┌─ RECORD SET

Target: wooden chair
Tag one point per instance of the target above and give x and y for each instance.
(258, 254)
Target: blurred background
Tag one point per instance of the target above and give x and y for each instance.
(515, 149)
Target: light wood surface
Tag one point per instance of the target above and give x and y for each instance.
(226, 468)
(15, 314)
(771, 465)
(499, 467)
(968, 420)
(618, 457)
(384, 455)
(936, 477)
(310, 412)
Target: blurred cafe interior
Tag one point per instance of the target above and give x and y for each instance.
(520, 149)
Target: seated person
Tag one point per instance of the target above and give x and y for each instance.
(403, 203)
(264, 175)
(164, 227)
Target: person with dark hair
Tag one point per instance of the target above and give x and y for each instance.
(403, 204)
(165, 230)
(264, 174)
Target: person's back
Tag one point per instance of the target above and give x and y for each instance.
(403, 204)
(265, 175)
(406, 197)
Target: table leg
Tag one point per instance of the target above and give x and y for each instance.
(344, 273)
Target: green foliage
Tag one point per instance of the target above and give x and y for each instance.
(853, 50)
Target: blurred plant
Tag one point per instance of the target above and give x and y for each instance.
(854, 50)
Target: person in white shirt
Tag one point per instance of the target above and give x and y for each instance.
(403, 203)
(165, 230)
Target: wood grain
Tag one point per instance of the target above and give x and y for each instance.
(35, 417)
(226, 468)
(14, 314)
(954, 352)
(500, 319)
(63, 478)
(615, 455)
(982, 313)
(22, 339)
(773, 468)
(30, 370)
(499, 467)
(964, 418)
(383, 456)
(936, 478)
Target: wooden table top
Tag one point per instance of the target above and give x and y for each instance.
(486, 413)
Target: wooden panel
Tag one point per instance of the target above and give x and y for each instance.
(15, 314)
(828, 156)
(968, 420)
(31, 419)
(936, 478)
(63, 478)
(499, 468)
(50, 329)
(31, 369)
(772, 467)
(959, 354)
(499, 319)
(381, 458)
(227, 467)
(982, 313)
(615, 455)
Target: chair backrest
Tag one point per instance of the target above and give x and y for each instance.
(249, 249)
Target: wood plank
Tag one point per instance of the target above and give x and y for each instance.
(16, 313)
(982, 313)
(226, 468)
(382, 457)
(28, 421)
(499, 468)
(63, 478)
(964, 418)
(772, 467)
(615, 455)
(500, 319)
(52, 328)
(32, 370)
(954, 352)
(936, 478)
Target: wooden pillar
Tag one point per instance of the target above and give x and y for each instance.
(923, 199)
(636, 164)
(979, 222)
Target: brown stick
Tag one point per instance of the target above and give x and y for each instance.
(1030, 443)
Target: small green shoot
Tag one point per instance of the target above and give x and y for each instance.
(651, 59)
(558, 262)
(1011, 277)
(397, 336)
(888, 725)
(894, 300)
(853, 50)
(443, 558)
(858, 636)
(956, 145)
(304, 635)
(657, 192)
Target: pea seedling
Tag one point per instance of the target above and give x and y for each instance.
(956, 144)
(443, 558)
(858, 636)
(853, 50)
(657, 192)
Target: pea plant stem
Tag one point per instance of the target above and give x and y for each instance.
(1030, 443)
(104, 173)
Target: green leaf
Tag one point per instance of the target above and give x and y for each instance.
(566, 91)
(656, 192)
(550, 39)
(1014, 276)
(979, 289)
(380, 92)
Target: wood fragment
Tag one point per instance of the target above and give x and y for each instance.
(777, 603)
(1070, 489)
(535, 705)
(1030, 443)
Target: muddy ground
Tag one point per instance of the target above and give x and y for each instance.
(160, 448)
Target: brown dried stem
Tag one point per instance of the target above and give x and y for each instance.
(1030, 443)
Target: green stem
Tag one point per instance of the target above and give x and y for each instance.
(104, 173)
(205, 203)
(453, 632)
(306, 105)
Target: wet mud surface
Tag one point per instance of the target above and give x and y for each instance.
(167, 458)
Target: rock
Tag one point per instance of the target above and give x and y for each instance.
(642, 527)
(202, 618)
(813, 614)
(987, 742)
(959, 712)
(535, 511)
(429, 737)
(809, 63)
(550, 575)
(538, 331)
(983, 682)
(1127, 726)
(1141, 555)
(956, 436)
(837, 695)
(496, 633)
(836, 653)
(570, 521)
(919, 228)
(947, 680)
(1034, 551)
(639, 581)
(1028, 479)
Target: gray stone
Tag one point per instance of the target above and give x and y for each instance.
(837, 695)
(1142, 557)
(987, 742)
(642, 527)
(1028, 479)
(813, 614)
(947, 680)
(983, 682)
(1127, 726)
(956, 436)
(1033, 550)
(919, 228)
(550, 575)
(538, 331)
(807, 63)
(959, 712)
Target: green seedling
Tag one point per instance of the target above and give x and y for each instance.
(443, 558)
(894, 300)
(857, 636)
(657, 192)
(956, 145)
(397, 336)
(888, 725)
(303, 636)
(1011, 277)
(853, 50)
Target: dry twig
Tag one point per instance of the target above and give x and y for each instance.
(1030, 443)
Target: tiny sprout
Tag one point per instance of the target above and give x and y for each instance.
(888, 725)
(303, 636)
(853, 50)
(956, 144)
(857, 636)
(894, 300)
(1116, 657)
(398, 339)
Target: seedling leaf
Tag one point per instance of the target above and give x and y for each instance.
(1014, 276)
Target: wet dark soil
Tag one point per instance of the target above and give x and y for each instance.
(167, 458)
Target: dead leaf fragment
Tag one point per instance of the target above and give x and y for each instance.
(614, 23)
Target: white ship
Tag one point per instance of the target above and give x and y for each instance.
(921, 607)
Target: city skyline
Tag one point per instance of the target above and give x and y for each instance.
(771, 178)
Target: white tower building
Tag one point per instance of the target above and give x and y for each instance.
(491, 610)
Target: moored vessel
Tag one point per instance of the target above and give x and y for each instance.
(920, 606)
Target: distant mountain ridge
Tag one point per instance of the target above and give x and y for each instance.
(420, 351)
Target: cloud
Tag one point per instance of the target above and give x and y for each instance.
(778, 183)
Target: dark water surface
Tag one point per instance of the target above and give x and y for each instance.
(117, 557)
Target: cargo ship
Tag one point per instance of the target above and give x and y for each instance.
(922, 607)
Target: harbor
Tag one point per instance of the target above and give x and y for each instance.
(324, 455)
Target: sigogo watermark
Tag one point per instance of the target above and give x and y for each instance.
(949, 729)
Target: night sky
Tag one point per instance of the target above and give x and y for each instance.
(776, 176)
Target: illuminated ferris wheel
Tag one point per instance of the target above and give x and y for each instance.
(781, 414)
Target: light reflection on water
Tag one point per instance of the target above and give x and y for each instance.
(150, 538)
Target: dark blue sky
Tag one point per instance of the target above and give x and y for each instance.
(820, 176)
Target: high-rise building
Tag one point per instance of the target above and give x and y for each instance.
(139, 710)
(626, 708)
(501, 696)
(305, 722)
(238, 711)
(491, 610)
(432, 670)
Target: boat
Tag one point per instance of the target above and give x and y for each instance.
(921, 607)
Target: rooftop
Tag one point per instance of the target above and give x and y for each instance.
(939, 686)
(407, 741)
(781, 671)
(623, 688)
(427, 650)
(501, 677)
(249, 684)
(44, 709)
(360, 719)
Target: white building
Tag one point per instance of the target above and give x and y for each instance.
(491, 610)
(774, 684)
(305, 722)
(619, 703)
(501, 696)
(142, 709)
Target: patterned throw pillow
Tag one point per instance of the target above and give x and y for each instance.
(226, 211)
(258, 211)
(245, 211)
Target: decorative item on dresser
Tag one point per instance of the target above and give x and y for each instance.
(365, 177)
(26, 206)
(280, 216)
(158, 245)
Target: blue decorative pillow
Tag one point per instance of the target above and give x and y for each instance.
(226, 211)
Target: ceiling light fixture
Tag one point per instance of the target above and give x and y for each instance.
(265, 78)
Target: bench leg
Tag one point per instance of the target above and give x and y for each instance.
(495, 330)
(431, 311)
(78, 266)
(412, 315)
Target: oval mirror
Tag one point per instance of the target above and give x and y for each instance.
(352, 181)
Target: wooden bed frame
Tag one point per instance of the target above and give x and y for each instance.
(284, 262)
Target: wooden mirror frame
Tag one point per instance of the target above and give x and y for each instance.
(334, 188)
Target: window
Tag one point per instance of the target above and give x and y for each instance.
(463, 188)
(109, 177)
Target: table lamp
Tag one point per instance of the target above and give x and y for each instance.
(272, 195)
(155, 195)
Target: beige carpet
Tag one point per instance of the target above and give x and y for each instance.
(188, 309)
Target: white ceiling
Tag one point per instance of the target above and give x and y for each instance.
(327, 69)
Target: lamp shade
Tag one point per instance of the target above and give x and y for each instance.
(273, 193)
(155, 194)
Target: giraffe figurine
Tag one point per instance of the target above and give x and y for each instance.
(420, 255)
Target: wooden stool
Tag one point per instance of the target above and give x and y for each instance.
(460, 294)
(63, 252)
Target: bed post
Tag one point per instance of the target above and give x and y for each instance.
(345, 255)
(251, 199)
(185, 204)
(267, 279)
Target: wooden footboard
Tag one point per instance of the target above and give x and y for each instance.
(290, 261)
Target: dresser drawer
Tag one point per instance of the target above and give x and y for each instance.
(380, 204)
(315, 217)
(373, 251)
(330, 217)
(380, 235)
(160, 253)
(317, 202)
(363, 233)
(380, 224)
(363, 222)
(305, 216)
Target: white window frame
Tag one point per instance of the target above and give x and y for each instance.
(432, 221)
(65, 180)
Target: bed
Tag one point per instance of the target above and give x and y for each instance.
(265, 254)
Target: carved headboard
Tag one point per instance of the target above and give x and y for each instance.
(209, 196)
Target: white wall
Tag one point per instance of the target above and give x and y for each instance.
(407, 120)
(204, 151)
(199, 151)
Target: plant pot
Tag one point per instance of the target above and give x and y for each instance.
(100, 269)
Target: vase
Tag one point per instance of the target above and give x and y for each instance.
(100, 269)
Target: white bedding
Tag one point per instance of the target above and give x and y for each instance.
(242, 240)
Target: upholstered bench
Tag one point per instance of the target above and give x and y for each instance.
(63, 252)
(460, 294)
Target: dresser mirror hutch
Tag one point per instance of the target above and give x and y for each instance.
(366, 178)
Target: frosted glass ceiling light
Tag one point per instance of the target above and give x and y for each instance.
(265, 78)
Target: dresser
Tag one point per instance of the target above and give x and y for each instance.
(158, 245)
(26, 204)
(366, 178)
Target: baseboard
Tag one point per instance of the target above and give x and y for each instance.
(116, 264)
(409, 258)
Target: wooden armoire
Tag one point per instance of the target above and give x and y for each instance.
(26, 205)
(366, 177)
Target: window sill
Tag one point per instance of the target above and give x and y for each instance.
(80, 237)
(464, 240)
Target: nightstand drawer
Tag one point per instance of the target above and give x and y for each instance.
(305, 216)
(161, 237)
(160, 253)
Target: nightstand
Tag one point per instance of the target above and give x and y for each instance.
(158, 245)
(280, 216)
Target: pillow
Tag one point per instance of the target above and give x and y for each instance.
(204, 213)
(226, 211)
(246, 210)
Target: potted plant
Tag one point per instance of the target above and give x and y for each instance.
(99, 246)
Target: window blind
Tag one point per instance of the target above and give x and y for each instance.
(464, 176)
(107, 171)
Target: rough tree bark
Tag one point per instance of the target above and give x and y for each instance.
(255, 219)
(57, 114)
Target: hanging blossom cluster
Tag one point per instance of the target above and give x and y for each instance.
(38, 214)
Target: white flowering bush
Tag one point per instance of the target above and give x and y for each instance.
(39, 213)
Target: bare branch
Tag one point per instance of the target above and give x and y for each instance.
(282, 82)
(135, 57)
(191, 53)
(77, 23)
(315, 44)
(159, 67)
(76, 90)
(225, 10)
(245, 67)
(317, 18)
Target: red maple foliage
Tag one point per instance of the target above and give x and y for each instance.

└─

● **WORK TO COMPLETE**: Up to and including the line that contains "Target: person's back", output the records above exactly, beginning with their first line.

● **EXERCISE RESULT**:
Target: wooden chair
Tag one point per instance of the target above and give x and y for each instance.
(258, 254)
Target: blurred background
Tag one point per instance of the target above and give x and y for each instance.
(515, 149)
Target: light wood surface
Tag one point per instance of the target above and give x and y for each instance.
(226, 468)
(15, 314)
(771, 465)
(499, 467)
(968, 420)
(618, 457)
(384, 455)
(936, 477)
(310, 412)
Target: blurred cafe interior
Tag one point per instance of the target above and give x and y for each instance.
(520, 149)
Target: seated person
Tag one point per instance of the target above and give x and y for each instance.
(403, 203)
(264, 175)
(164, 227)
Target: person with dark hair
Tag one point per instance of the target above and give x and y for each instance.
(403, 204)
(165, 230)
(264, 174)
Target: person's back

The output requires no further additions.